TASK –
Every line from the one containing "the white plate" through the end of the data is to be copied exactly, and nothing outside that range.

RECORDS SHOWN –
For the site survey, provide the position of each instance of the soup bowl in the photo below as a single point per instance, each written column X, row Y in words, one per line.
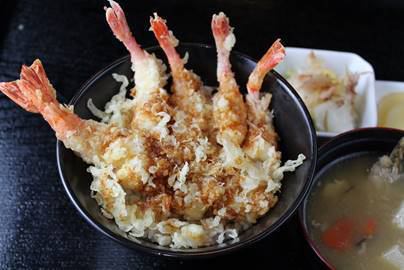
column 291, row 120
column 379, row 141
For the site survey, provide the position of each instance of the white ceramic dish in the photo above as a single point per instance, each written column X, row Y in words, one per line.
column 340, row 62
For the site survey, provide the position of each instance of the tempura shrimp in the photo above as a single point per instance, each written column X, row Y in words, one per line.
column 152, row 110
column 261, row 132
column 96, row 143
column 188, row 93
column 229, row 110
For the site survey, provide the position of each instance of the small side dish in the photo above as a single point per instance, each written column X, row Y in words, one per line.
column 329, row 97
column 337, row 88
column 184, row 167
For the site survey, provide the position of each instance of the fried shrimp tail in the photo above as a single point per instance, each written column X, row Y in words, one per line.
column 168, row 42
column 34, row 93
column 271, row 59
column 229, row 110
column 151, row 109
column 188, row 92
column 261, row 133
column 117, row 22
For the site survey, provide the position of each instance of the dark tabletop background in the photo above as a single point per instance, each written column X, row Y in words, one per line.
column 39, row 228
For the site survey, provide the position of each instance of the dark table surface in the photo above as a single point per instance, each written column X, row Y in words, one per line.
column 39, row 227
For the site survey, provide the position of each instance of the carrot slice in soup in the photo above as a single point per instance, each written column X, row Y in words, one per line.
column 340, row 235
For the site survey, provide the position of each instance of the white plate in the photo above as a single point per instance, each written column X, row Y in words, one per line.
column 340, row 62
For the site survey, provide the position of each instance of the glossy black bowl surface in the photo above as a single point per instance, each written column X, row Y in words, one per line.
column 291, row 119
column 373, row 141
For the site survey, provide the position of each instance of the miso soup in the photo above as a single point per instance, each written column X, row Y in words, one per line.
column 355, row 222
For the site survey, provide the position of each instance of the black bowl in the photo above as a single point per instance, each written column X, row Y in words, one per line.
column 292, row 122
column 379, row 141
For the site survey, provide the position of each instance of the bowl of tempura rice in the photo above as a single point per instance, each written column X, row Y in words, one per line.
column 291, row 121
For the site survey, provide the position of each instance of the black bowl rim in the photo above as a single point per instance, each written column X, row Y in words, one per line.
column 189, row 254
column 326, row 147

YOUR RESPONSE –
For the site survey, provide the position of each instance of the white plate in the photo above as a single point per instance, each written column X, row Y in words, one per line.
column 340, row 62
For the site survey, provide the position of each instance of the glossy black bowl surface in the photo above as a single point per instance, each written column X, row Y in words, one per line.
column 291, row 119
column 373, row 141
For the site survey, provide the position of each instance of the miso soup in the photo above as a single point per instance, each written column X, row Y in words, one per line.
column 355, row 222
For the site survey, provide the position of each instance of the black bowl in the photo above as a single point per instance, each written column X, row Y in words, one per line.
column 292, row 122
column 379, row 141
For the site survey, provide the position of each instance of the bowl of tempura rice in the photo above as a single point per instance, each written column X, row Y in words, one per line.
column 291, row 121
For the site survey, provide the position of each instance of the black bowl rim in the photo above as a single point per instance, each written column X, row Y in words, one per line.
column 189, row 254
column 326, row 147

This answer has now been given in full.